To make sure you get the right outlet surge suppressor, look for products that meet industry specifications below. You can also print out these specifications and take it with you to the store.

Minimum specifications
Four key features to look for in an outlet surge suppressor:

  1. UL 1449 listed
    • Conforms to Underwriter Laboratory’s standard UL 1449 for transient voltage surge suppressors.
    • UL 1449 listing is required for safety. UL listing as a “power tap” is not sufficient.
  2. Peak surge current
    • Also referred to as maximum transient current or maximum surge
    • If you have surge suppression at your meter or circuit panel, 36,000 amperes is sufficient.
    • Without surge suppression at your meter or circuit panel, look for 54,000 amperes or higher.
  3. UL 1449 suppressed voltage rating
    • Also referred to as clamping voltage
    • 330 volts gives the best protection; higher voltage ratings give less protection.
  4. Energy rating (joules)
    • 700 joules or more; the higher the joules, the better
    • Since testing methods for energy rating are not standardized, don’t base your choice on a joules energy rating alone.

**Listing:**
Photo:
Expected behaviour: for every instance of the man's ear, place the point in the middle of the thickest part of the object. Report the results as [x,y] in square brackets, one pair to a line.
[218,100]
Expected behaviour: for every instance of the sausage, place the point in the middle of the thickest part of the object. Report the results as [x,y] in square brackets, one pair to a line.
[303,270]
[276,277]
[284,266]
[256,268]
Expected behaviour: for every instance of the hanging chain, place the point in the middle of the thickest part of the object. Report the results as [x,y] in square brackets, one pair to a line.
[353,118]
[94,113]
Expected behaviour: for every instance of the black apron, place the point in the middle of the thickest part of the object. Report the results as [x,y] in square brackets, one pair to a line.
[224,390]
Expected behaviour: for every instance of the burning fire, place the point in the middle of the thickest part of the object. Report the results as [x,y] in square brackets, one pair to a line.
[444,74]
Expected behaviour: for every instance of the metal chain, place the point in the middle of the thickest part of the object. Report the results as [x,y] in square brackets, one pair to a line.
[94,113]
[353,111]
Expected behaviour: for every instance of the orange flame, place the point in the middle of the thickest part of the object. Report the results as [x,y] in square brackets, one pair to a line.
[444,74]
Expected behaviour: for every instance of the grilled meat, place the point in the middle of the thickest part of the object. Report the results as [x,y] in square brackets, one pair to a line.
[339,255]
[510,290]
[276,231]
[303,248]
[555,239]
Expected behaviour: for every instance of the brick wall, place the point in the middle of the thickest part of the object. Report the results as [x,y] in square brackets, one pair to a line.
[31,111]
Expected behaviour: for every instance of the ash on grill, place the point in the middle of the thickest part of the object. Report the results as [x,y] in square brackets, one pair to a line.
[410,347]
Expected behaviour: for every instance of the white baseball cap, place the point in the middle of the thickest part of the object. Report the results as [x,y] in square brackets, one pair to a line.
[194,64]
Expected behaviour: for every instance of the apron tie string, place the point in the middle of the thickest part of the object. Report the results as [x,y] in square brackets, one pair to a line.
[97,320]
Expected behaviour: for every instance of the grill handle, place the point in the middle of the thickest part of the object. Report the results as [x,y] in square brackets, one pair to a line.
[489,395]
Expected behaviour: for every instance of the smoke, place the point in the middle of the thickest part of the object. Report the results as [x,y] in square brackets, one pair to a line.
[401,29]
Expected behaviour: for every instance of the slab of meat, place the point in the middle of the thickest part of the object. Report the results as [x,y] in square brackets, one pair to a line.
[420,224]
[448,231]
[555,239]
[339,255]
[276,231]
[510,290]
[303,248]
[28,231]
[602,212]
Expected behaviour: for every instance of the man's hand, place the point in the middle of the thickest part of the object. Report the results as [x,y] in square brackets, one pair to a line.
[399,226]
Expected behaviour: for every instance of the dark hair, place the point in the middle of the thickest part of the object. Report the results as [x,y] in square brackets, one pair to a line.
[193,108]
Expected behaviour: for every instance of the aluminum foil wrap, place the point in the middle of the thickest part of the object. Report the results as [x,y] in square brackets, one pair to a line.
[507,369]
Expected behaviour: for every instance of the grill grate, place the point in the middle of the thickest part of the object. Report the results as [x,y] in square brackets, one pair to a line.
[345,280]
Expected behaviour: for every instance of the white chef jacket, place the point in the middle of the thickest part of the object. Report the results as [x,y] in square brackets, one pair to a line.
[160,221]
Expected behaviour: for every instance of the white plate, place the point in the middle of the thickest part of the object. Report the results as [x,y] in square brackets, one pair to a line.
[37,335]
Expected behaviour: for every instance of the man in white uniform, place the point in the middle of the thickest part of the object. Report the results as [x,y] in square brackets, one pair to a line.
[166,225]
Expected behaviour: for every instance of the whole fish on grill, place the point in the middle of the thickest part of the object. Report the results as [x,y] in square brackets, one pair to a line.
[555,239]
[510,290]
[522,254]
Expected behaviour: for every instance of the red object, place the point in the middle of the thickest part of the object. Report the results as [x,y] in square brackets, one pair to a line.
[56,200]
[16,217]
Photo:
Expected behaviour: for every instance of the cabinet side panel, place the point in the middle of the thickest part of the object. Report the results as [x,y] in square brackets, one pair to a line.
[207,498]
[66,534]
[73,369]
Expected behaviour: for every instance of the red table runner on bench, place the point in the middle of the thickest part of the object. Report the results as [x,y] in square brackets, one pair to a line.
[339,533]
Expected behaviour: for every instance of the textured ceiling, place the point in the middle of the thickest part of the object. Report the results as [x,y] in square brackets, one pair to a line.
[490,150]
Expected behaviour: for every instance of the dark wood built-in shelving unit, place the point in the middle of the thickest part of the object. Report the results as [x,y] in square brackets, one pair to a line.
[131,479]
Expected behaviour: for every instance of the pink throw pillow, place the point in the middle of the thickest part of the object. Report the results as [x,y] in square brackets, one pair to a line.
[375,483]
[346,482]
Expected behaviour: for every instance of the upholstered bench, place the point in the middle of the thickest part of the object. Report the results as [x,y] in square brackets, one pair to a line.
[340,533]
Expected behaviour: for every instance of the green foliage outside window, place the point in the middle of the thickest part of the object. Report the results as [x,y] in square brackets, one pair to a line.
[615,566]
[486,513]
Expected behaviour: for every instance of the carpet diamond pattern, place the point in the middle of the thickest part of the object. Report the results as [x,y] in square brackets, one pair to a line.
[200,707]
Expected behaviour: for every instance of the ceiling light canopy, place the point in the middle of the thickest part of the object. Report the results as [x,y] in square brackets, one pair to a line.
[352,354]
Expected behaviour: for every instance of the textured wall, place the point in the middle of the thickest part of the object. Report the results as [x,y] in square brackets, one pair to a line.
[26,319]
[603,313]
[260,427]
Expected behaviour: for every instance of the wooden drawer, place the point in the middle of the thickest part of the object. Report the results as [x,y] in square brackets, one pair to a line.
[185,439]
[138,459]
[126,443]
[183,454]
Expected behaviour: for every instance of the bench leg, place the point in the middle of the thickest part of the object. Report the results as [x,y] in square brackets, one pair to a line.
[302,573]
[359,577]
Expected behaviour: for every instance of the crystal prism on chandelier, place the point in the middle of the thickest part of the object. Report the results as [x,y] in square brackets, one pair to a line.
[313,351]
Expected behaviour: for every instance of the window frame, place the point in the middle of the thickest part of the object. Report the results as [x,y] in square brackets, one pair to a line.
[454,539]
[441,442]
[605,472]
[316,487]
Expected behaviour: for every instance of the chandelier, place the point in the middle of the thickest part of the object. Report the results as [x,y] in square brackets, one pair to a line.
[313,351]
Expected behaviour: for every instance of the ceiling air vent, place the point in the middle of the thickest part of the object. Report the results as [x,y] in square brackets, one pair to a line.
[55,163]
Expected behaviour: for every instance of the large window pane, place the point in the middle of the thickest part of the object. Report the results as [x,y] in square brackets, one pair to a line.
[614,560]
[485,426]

**What to produce:** Reproduce the surge suppressor specifications from "1. UL 1449 listed" through "is not sufficient.", substituting "power strip" for "power tap".

**Written answer:**
1. UL 1449 listed
    • Conforms to Underwriter Laboratory’s standard UL 1449 for transient voltage surge suppressors.
    • UL 1449 listing is required for safety. UL listing as a “power strip” is not sufficient.